* EXCERPTED TEXT
Posted by Corporal Malcolm A. MacWilliam, 77th Grenadiers on September 10, 2000 at 13:39:30:
10th Sept 1758
Camp at Loyalhanna
A sad church service was held today in remembrance of one of our own. Pvt. Christofer Frazier was murdered two days ago by a band of Indians. He had been out hunting with two of the Virginia provincials when they were attacked by nine savages. Frazier held his ground and called to his companions to defend and stand to. But the provincials threw down their weapons running back akilter to the camp, calling for help. When upon our bold lads grabbed muskets and raced to the spot, but, alas, Frazier had been killed and scalped, although he had dispersed with five of the savages before he had fallen. Such a braw lad he was. The Colonel showed up directly and had the two cowardly provincials arrested and put in irons. Bouquet is much distressed that his once good thoughts on these colonials have turned sour.
Upon Frazier's murder, Major Grant appealed to Col. Bouquet to take a detachment of men, several hundred, to reconnoiter the area around the French fort Duquesne. Bouquet had held this request off for several days, but soon after Frazier's death, a Catawba scout entered the camp with a message from our cousins Seamus, Tales and Flags. They have found sign that the savages are at low strength and the French are possbily pulling back into the area of the Three Rivers. Supplies for the French and their allies are at an all time low. Our cousins asked that our forces move up quickly to make quick work and an end of the French during this ebb in their strength.
This report gave credance to Major Grant's request to check the boldness and strength of the savages and upon a conference with other officers, Grant was given leave to assemble several hundred men,among them Royal Americans, provincials from Virginia, Carolina, MaryLand, and this colony of Pennsylvania, and some of our own Highland Regiment. However, Col. Bouquet ordered that our Grenadier Company not be battalioned with Major Grant. Rumour is that he believes we will be needed here at this camp, that he believes there is some evil afoot, and is cautious, not wanting to have his Grenadiers possibly killed or taken in action.
So, we await news now of Major Grant and his expedition. He is to be back by the end of this week with news of the French at Duquesne, their strength, and a decision will be made when to attack the Fort. We pray that our cousins will accompany him back, their company is sorely missed.

* MATERIAL SUPPLIED

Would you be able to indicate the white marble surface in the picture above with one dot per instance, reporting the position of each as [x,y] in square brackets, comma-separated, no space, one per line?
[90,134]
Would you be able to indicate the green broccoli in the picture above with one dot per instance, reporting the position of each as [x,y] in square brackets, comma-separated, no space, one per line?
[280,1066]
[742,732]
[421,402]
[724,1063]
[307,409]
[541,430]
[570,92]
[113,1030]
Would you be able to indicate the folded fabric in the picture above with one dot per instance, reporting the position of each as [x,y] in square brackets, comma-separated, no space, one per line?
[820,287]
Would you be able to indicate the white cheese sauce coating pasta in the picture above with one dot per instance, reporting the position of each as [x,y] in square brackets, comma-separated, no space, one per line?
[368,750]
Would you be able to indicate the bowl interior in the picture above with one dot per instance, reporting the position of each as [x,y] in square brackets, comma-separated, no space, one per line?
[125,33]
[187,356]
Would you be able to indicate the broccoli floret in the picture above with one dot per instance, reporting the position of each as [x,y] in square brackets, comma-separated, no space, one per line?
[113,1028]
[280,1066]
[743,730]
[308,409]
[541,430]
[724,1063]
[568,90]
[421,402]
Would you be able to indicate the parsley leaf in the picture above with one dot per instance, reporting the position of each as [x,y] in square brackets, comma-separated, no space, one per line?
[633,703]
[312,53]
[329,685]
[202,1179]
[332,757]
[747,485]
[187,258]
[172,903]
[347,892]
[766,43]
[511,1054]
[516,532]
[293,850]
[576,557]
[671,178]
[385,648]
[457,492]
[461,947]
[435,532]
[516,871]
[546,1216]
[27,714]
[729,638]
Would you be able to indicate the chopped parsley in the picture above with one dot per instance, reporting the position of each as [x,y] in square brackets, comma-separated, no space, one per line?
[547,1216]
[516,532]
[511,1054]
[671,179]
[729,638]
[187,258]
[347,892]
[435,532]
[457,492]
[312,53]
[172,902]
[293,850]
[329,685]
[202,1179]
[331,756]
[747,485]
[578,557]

* TASK STATEMENT
Write the next part of the Loyalhanna camp journal entry, picking up right after its last sentence. The listing is separate material, apart from the Loyalhanna camp journal entry.

* EXERCISE ANSWER
Other talk at this time encompasses the naming of this fort that is being built on the heights overlooking our Highland camp. Entrenchments are finished and two storehouses have been built. A line of fortifications has been drawn and the stockade to surround the storehouses is to be started within a few days. We are of the opinion to name the fort after our beloved Colonel Bouquet, some have spoken of Fort Forbes, but the General's leadership has not been highly visible because of his illness, although we now understand that Gen. Forbes has arrived at Fort Loudoun with the remainder of our Highland forces led by our own Colonel Montgomery. We had this "fort naming" discussion with Capt. Croy and Col. Bouquet the other evening (over some excellent wine!) and the Colonel reminded us that forts are usually named after high ranking military or politicians, not Colonels. His recommendation was that it be named Fort Ligonier after Sir John Ligonier, commander of the British forces in North America. We agreed that the name does have a certain ring to it.
I must close this journal entry. Supplies are supposedly moving up to Reastown within a few days, Sir John St. Clair having made his point with the "honorable" Governor Denny. It seems that these provincials have more fear of their Highland brethern than they do their French enemies!
God Save the King! May St. Andrew protect Major Grant and our cousins, Seamus, Three Tales, and Many Flags!
Cpl. M.A. MacWm.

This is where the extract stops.